| DIRECTIONS FOR THIS TASK |
Show every line of the items below that contains the string "cloud", copying each line in full. Matches must have the same capitalization.

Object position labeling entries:
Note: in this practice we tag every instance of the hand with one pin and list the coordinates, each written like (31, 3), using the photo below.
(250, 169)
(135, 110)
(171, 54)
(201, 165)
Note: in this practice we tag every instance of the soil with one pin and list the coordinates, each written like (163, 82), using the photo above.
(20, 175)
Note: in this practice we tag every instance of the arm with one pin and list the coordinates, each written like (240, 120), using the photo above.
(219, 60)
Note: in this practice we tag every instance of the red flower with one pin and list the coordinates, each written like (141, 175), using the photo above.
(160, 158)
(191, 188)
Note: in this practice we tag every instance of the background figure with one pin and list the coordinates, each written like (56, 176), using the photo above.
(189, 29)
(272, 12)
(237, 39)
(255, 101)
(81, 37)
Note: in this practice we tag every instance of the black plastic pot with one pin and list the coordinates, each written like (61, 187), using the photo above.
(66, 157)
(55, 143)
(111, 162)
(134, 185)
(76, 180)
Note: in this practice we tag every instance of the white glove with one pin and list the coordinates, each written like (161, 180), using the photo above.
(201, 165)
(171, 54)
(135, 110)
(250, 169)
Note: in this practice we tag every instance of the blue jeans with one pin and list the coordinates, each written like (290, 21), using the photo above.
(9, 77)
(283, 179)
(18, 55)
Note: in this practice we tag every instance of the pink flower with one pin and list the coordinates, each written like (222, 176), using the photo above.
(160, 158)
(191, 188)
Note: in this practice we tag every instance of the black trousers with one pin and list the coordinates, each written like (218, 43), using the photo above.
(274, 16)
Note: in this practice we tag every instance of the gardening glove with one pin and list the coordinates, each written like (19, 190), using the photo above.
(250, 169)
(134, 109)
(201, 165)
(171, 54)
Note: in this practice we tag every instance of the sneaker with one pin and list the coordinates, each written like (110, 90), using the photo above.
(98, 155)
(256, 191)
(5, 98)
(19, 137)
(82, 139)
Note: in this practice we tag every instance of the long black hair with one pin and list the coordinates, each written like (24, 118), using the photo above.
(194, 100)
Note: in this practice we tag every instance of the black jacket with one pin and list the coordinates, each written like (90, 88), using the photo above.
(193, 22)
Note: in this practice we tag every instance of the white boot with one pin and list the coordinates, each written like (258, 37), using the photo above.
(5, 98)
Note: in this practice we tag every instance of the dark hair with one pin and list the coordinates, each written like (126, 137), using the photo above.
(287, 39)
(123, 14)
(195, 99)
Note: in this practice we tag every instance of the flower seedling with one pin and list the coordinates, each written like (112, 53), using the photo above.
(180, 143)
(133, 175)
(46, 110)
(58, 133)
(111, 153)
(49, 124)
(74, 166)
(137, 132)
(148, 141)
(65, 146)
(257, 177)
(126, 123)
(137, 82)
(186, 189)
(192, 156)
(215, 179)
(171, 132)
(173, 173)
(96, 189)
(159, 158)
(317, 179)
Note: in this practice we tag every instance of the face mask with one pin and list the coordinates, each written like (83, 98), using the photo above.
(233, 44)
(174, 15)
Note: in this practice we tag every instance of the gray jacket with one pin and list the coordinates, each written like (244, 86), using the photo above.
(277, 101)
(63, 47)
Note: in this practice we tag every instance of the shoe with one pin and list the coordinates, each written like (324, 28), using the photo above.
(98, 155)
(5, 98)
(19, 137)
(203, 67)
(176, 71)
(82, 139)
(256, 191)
---
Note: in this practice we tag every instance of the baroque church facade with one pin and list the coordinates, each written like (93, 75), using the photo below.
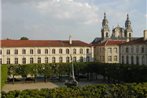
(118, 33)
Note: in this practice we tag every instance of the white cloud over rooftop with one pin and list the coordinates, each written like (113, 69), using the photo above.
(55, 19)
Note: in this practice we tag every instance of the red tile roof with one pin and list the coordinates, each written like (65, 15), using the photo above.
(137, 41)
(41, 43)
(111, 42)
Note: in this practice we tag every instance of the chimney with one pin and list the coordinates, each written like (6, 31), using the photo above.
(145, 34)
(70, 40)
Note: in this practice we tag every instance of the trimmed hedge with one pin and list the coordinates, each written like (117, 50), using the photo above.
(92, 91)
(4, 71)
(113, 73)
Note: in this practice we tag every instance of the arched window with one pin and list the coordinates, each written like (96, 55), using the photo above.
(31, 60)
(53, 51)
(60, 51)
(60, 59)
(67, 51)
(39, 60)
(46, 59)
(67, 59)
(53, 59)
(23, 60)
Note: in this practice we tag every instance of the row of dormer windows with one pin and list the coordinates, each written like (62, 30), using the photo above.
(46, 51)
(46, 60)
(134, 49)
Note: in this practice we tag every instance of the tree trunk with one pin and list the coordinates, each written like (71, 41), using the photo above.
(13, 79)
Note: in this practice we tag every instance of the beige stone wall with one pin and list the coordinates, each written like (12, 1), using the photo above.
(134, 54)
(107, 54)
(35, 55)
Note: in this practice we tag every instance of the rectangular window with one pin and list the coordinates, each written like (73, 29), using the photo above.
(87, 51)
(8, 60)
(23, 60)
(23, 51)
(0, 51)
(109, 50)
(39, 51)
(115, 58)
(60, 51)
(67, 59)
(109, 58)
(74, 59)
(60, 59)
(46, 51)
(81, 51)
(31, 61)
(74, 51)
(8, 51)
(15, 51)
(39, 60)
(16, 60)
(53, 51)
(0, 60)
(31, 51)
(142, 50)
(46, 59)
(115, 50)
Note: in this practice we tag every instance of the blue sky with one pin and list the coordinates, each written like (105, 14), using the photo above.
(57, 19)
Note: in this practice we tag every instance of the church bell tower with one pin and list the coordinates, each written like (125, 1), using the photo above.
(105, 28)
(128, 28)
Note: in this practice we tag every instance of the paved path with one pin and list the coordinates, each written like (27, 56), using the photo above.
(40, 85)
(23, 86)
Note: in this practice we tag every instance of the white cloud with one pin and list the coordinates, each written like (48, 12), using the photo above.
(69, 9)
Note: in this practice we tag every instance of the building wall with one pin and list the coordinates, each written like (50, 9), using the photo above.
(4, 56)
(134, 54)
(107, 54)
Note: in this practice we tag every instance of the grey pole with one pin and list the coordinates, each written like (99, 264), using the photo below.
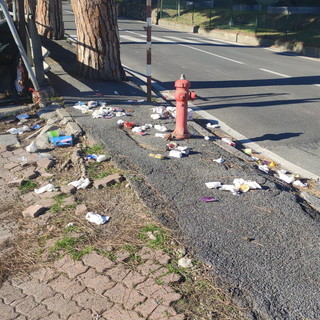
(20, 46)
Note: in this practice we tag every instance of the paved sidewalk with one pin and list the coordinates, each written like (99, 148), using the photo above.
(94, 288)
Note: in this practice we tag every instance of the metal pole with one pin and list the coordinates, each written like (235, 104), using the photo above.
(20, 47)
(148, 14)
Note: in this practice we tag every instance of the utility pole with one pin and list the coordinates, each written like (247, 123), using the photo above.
---
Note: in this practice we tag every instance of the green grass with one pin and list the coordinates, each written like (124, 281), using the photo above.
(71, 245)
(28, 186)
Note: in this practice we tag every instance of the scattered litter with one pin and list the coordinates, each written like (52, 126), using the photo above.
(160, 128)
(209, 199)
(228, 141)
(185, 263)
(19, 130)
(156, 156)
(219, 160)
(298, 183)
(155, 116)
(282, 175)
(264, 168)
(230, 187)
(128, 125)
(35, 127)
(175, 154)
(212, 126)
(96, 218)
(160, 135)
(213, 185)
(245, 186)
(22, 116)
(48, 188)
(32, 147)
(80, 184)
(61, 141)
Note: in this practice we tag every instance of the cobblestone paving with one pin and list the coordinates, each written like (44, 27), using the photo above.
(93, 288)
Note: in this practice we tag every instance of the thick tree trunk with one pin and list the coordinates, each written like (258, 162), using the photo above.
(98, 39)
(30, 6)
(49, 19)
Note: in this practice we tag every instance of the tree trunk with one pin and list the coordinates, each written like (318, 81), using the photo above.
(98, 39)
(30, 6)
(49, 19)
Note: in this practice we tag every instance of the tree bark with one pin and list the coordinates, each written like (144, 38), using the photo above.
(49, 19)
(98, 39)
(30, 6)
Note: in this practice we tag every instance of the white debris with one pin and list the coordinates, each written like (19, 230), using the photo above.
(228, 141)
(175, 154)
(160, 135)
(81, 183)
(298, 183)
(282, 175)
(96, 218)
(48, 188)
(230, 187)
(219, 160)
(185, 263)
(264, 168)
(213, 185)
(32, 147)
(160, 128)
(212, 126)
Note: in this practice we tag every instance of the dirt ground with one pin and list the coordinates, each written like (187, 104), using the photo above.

| EXERCISE RESULT |
Note: in this practice we tag every instance of the white cloud over rooftop with one pin and list the coordinates, each written like (113, 69), using the photo above.
Note: in this practice we tag every instance of the white cloud with one pin and list the coordinates, each written like (48, 12), using the photo above.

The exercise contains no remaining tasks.